Records to process ::
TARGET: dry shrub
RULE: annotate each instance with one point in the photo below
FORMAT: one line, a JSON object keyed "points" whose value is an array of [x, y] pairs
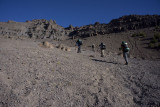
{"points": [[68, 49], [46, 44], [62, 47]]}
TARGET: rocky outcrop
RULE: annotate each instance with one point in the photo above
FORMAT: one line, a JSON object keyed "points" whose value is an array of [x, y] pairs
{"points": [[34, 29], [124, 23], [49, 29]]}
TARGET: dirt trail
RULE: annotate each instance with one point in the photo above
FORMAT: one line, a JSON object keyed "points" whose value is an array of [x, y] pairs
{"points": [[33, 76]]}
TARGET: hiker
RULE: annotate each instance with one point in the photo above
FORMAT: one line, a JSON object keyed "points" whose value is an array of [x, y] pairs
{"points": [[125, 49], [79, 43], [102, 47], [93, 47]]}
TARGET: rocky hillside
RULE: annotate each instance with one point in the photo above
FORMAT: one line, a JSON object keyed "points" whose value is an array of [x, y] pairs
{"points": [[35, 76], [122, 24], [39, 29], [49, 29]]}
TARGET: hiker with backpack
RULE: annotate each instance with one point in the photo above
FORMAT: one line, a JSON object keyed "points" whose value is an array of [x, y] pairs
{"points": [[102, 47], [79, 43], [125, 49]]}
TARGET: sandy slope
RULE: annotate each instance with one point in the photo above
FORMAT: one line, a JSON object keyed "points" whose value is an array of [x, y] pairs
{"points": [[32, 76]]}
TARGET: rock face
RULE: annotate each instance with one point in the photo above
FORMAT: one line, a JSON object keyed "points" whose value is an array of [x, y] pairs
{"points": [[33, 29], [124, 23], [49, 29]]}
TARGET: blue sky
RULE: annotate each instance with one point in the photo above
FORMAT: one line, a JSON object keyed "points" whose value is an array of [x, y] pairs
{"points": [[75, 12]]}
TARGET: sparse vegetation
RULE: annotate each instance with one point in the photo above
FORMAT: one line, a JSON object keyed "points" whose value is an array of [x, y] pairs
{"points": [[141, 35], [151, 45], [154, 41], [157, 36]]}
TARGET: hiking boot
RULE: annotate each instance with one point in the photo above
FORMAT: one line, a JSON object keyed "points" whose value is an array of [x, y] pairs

Brief :: Please copy the line holding "TARGET: rock face" and all lines after it to the end of the records, exactly, and nothing else.

Answer box ::
TARGET: rock face
RULE: annotate each instance with one point in the photo above
FORMAT: one line, a JSON object keyed "points" whose value is an array of [x, y] pairs
{"points": [[33, 29], [124, 23], [49, 29]]}
TARGET: blue sky
RULE: annotate each instance with one point in the photo above
FORMAT: one line, a JSON object keyed "points" whose value is an array of [x, y] pairs
{"points": [[75, 12]]}
TARGET: sparse vegetation
RULE: annotate each instance with one point in the photo above
FORMAT: one line, a JSON object keyed "points" whose value is an array of [x, y] pairs
{"points": [[141, 35], [151, 45], [154, 41], [157, 36]]}
TARGET: hiking boot
RULE: annotate each instance with one point in the photo above
FORMAT: one line, a JSON object keyed "points" whose value is an array of [x, y] pairs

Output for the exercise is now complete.